## Problem to work on:
Could you recast only the rows below, starting at the line containing "Find the dense" and ending at the line containing "45), (596, 118)]", as a numbered list with any blank lines dropped?
[START]
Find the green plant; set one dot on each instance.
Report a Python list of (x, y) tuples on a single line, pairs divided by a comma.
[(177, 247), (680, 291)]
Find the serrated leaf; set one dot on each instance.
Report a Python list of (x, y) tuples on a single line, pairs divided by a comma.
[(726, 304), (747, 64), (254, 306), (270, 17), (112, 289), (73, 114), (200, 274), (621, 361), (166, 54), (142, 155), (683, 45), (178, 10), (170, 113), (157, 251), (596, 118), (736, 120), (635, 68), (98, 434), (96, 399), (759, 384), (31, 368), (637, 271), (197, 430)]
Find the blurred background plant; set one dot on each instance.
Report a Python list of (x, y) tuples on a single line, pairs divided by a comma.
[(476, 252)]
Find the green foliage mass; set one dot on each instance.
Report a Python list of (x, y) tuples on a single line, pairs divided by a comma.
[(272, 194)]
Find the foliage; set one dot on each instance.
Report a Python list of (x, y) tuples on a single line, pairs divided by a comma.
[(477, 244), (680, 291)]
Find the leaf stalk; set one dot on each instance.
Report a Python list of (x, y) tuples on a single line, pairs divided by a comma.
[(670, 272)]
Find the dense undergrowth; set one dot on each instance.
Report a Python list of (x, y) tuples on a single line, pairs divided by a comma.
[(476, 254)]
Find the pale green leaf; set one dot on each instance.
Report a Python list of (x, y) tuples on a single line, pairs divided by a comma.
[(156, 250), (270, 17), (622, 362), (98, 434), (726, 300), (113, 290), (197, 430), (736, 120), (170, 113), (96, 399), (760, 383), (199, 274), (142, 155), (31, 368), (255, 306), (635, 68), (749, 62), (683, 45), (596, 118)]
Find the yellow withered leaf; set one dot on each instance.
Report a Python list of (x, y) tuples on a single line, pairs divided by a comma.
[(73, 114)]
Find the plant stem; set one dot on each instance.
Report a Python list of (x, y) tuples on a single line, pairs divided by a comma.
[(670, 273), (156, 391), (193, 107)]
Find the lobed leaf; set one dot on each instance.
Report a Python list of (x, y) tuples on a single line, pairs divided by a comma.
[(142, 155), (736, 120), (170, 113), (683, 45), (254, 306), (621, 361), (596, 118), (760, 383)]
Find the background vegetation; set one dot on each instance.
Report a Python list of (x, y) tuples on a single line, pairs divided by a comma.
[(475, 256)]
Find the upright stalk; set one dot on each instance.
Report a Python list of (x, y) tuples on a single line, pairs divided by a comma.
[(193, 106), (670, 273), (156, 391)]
[END]
## Exercise solution:
1. Find the dense undergrowth; set one dot on each instance.
2. Report a Python list of (x, y) tuples on a single line, pairs divided by a comma.
3. [(476, 254)]
4. Find the pale green leaf; set one dot on each instance.
5. Report a Python list of (x, y) tuples on a single line, pairs divided by a comma.
6. [(156, 250), (270, 17), (622, 362), (98, 434), (726, 300), (113, 290), (197, 430), (736, 120), (170, 113), (96, 399), (760, 383), (199, 274), (142, 155), (31, 368), (255, 306), (635, 68), (749, 62), (683, 45), (596, 118)]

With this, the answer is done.